**Exercise aim**
Go through the entries and copy every one exactly.

(Beginning of Input records)

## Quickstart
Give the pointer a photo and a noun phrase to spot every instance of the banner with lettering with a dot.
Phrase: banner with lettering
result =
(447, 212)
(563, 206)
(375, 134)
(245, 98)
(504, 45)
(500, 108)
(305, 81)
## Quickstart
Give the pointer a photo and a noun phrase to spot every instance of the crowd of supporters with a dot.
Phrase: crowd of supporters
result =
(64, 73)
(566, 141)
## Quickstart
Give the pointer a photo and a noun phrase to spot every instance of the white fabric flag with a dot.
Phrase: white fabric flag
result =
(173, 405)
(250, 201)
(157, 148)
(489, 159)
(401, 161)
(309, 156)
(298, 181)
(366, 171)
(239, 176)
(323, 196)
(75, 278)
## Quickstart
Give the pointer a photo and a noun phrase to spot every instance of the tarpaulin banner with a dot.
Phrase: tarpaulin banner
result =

(End of Input records)

**Response to the exercise**
## Quickstart
Give the pointer a photo and a noun phrase to spot every instance of the banner with lettering with a dot.
Phrase: banner with lettering
result =
(447, 212)
(563, 206)
(375, 134)
(245, 98)
(504, 45)
(500, 108)
(305, 81)
## Quickstart
Give the pointer a photo and a noun phrase to spot every instance of the crowd of supporters with a dot.
Phrase: crowd of supporters
result =
(64, 73)
(566, 141)
## Quickstart
Give the pointer a photo and a noun phrase to spot every instance of the white fabric flag with a dot.
Phrase: white fabric flag
result =
(173, 405)
(250, 201)
(157, 148)
(489, 159)
(401, 161)
(309, 156)
(298, 181)
(366, 171)
(239, 176)
(323, 196)
(75, 278)
## Quickstart
Give the pointer a photo and a noun phrase to spot every instance of the tarpaulin banner with a dot.
Phrase: tarpaulin banner
result =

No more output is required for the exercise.